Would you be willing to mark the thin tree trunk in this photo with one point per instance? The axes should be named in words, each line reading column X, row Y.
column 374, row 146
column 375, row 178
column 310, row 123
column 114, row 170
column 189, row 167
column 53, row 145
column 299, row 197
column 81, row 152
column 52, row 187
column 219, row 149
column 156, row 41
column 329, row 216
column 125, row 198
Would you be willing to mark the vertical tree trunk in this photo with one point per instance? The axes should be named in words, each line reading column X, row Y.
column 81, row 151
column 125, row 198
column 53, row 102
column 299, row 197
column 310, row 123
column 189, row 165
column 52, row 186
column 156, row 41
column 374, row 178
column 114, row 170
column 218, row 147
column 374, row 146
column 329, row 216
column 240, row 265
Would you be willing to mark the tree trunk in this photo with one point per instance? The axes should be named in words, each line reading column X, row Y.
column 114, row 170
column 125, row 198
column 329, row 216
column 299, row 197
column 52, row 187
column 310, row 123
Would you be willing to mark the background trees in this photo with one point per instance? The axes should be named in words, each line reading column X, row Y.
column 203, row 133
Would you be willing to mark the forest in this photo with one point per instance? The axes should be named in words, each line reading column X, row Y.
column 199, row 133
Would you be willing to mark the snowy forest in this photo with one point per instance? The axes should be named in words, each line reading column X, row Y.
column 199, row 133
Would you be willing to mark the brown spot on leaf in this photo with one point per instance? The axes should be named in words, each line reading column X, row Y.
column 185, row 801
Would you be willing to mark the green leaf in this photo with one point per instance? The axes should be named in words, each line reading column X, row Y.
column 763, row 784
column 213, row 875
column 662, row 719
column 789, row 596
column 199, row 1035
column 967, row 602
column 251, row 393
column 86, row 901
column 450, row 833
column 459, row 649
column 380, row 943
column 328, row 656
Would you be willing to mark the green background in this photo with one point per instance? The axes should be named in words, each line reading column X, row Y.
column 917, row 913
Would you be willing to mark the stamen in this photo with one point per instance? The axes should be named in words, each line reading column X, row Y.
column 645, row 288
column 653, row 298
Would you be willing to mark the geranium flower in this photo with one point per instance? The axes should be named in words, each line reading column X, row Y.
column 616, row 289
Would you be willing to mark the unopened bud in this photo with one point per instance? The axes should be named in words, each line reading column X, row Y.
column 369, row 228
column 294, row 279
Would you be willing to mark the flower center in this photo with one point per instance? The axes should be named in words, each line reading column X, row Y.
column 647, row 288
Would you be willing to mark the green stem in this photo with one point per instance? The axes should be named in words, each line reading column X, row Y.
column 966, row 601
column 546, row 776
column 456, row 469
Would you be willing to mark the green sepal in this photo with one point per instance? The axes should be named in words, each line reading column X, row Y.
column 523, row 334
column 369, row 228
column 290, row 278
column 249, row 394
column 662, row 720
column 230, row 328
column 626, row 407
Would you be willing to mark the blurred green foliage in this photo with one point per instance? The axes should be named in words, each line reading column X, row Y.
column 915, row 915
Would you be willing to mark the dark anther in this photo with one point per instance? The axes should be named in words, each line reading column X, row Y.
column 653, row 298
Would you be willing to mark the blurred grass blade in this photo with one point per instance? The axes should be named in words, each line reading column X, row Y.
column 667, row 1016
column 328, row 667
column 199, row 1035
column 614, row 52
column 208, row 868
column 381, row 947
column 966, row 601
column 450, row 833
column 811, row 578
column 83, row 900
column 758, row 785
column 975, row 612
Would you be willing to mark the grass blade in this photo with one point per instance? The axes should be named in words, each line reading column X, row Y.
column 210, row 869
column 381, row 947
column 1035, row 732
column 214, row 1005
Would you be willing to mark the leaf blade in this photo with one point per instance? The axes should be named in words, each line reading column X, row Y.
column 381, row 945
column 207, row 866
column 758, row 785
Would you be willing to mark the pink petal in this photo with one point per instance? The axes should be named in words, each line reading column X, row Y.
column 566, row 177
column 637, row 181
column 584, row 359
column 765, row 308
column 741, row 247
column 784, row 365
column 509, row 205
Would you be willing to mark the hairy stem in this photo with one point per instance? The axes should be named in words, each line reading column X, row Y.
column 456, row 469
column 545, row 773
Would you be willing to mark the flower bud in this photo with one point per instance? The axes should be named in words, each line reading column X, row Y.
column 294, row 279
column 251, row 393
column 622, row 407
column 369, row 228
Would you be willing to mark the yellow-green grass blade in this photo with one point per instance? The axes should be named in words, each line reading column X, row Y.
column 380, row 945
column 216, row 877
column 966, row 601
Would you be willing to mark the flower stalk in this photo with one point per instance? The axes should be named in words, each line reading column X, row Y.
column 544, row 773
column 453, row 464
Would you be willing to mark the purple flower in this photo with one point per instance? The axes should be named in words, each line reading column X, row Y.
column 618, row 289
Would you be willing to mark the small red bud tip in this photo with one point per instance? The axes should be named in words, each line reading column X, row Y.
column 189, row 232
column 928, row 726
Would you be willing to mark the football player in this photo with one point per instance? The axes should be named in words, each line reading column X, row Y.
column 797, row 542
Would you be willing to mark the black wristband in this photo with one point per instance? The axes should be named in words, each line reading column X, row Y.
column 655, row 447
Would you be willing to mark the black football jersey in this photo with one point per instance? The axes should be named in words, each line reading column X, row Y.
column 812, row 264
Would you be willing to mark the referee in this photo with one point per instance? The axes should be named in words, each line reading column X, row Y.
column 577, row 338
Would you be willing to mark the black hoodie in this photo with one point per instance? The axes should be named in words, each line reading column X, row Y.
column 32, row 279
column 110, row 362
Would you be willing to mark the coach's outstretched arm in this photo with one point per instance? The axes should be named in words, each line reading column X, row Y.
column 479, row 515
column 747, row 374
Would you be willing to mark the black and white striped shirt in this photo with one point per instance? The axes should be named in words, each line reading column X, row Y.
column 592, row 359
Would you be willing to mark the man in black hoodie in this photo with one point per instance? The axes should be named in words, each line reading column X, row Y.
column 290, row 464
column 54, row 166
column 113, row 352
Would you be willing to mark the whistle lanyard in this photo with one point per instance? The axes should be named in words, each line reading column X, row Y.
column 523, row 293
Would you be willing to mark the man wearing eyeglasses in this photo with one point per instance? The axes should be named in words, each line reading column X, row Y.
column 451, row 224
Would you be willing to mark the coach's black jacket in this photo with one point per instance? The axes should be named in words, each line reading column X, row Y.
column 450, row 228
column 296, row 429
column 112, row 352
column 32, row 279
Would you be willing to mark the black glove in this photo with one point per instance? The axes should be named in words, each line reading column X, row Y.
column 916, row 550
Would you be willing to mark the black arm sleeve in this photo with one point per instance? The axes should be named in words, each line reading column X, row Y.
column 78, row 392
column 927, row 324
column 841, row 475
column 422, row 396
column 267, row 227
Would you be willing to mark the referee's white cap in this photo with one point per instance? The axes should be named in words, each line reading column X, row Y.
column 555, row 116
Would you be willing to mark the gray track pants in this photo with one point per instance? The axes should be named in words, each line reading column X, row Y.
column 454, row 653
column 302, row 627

- Problem statement -
Can you reproduce all of the items above verbatim, line by line?

- Task output -
Would you be willing to mark the thin tree trunk in this photo with one point per instance? The axes should be named in words, each line reading column X, row Y.
column 374, row 146
column 375, row 178
column 310, row 123
column 114, row 170
column 189, row 167
column 53, row 145
column 299, row 197
column 81, row 152
column 52, row 187
column 219, row 149
column 156, row 41
column 329, row 216
column 125, row 198
Would you be willing to mark the vertical tree trunk in this photo with one point per instance? The axes should be named in words, each line reading column X, row Y.
column 81, row 151
column 125, row 198
column 53, row 102
column 299, row 197
column 310, row 123
column 189, row 165
column 52, row 186
column 156, row 41
column 374, row 178
column 114, row 170
column 218, row 147
column 374, row 146
column 329, row 216
column 240, row 265
Would you be willing to mark the tree trunk in this photo with one point per instance? The axes should be named in words, each line reading column X, row Y.
column 114, row 170
column 125, row 198
column 329, row 216
column 299, row 197
column 52, row 187
column 310, row 123
Would you be willing to mark the background trees in this photo with one point per instance? The axes should be named in words, each line reading column X, row Y.
column 203, row 133
Would you be willing to mark the forest in this photo with one point per instance? The axes should be named in words, each line reading column X, row Y.
column 199, row 133
Would you be willing to mark the snowy forest in this photo with one point per instance? The axes should be named in words, each line reading column X, row Y.
column 199, row 133
Would you be willing to mark the brown spot on leaf in this photo with one point per instance? The axes should be named in words, each line reading column X, row Y.
column 185, row 801
Would you be willing to mark the green leaf in this photo with one point per instance? The axes should be named in words, each line reading column X, row Y.
column 763, row 784
column 213, row 875
column 662, row 719
column 789, row 596
column 199, row 1035
column 967, row 602
column 251, row 393
column 86, row 901
column 450, row 833
column 459, row 649
column 380, row 943
column 328, row 656
Would you be willing to mark the green background in this photo with one point per instance? The axes should be named in words, each line reading column X, row Y.
column 917, row 913
Would you be willing to mark the stamen in this photo with one point per instance? The axes should be named in words, each line reading column X, row Y.
column 645, row 288
column 653, row 298
Would you be willing to mark the geranium flower in this photo with one point per instance? The axes should be named in words, each line reading column X, row Y.
column 616, row 289
Would you be willing to mark the unopened bud in this photo with one point per instance? The axes should be named in words, each line reading column X, row Y.
column 369, row 228
column 294, row 279
Would you be willing to mark the flower center in this photo with one point per instance? The axes should be named in words, each line reading column X, row Y.
column 647, row 288
Would you be willing to mark the green stem in this photo with one point per instance? The axes should be named in words, each line reading column X, row Y.
column 966, row 601
column 546, row 776
column 456, row 469
Would you be willing to mark the green sepal in this photo with one point per instance? The axes should be named in words, each line reading column X, row Y.
column 523, row 334
column 369, row 228
column 290, row 278
column 249, row 394
column 662, row 720
column 230, row 328
column 626, row 407
Would you be willing to mark the blurred green foliage in this photo with one point per instance? The axes should be named in words, each line reading column X, row Y.
column 915, row 915
Would you be willing to mark the dark anther in this photo with one point per instance? The axes should be named in words, each line reading column X, row Y.
column 653, row 298
Would you be willing to mark the blurred grass blade in this photo with one point per instance? The axes should be named in words, each line reading column X, row Y.
column 667, row 1016
column 328, row 667
column 199, row 1035
column 614, row 52
column 208, row 868
column 381, row 947
column 966, row 601
column 450, row 833
column 811, row 578
column 83, row 900
column 758, row 785
column 975, row 612
Would you be willing to mark the grass blade in this photo with one point per instance? The axes should be named in words, each line reading column X, row Y.
column 210, row 869
column 381, row 947
column 1035, row 732
column 214, row 1005
Would you be willing to mark the leaf blade in this photo with one point per instance? The axes should be named in words, each line reading column X, row Y.
column 381, row 945
column 207, row 866
column 758, row 785
Would you be willing to mark the pink petal in this photo with one point per instance? The axes should be named in words, each line reading column X, row Y.
column 566, row 177
column 637, row 181
column 584, row 359
column 765, row 308
column 741, row 247
column 784, row 365
column 509, row 205
Would you be willing to mark the hairy stem in this photo with one point per instance? The axes should be named in words, each line reading column X, row Y.
column 456, row 469
column 545, row 773
Would you be willing to mark the flower bud in this photo with one point per instance? The axes should be named in words, each line reading column X, row Y.
column 294, row 279
column 251, row 393
column 622, row 407
column 369, row 228
Would you be willing to mark the yellow-green grass blade in this photo with one point per instance? The axes should be named in words, each line reading column X, row Y.
column 380, row 945
column 216, row 877
column 966, row 601
Would you be willing to mark the flower stalk in this photo with one point per instance? The axes should be named in words, each line reading column X, row Y.
column 544, row 773
column 453, row 464
Would you be willing to mark the purple flower in this photo with one point per instance? The axes should be named in words, each line reading column X, row Y.
column 618, row 289
Would you be willing to mark the small red bud tip in this photo with one point per instance? The axes should be named in words, each line reading column X, row Y.
column 189, row 232
column 928, row 726
Would you be willing to mark the football player in this photo with one point per instance? The axes should be named in words, each line reading column X, row Y.
column 797, row 542
Would you be willing to mark the black wristband in this photo with one point per instance? The axes should be named in words, each line reading column X, row Y.
column 655, row 447
Would you be willing to mark the black football jersey in this photo with one point per instance? The axes should be named in words, each line reading column X, row Y.
column 812, row 264
Would you be willing to mark the referee in this photo with one point per instance? The axes should be named in words, each line reading column X, row Y.
column 577, row 338
Would you be willing to mark the black hoodie in this photo with one point per instance? The axes should be named in words, each line reading column X, row Y.
column 32, row 279
column 110, row 362
Would you be willing to mark the coach's outstretched arm in this photo with one point per instance? The axes should be named in words, each line reading column X, row Y.
column 479, row 515
column 747, row 374
Would you be willing to mark the black and white striped shirt in this photo with one point per instance? The axes should be named in words, each line reading column X, row Y.
column 592, row 359
Would you be willing to mark the man in black hoodie in this photo with one point per instance? The axes should be named in words, each line reading column X, row Y.
column 290, row 464
column 54, row 166
column 113, row 352
Would you be willing to mark the whistle lanyard in this photo with one point per instance? The axes should be named in words, each line reading column X, row Y.
column 523, row 293
Would you be willing to mark the man wearing eyeglasses in this photo with one point per instance? The axes should be named in words, each line reading column X, row Y.
column 451, row 224
Would you be willing to mark the coach's black jacket in this photo with one point per instance? The axes should be named in words, each line reading column X, row Y.
column 450, row 228
column 296, row 429
column 112, row 352
column 32, row 279
Would you be willing to mark the black glove in this photo with one point per instance? The axes should be named in words, each line reading column X, row Y.
column 916, row 550
Would you be willing to mark the black arm sleeve in this photo with one point per instance? The axes should be named in words, each line reading column X, row Y.
column 78, row 392
column 927, row 324
column 841, row 475
column 422, row 396
column 267, row 227
Would you be willing to mark the referee's white cap in this photo with one point per instance? The axes should be named in words, each line reading column X, row Y.
column 555, row 116
Would you be willing to mark the gray track pants in this photo with one point per instance? The axes should be named in words, each line reading column X, row Y.
column 454, row 653
column 302, row 627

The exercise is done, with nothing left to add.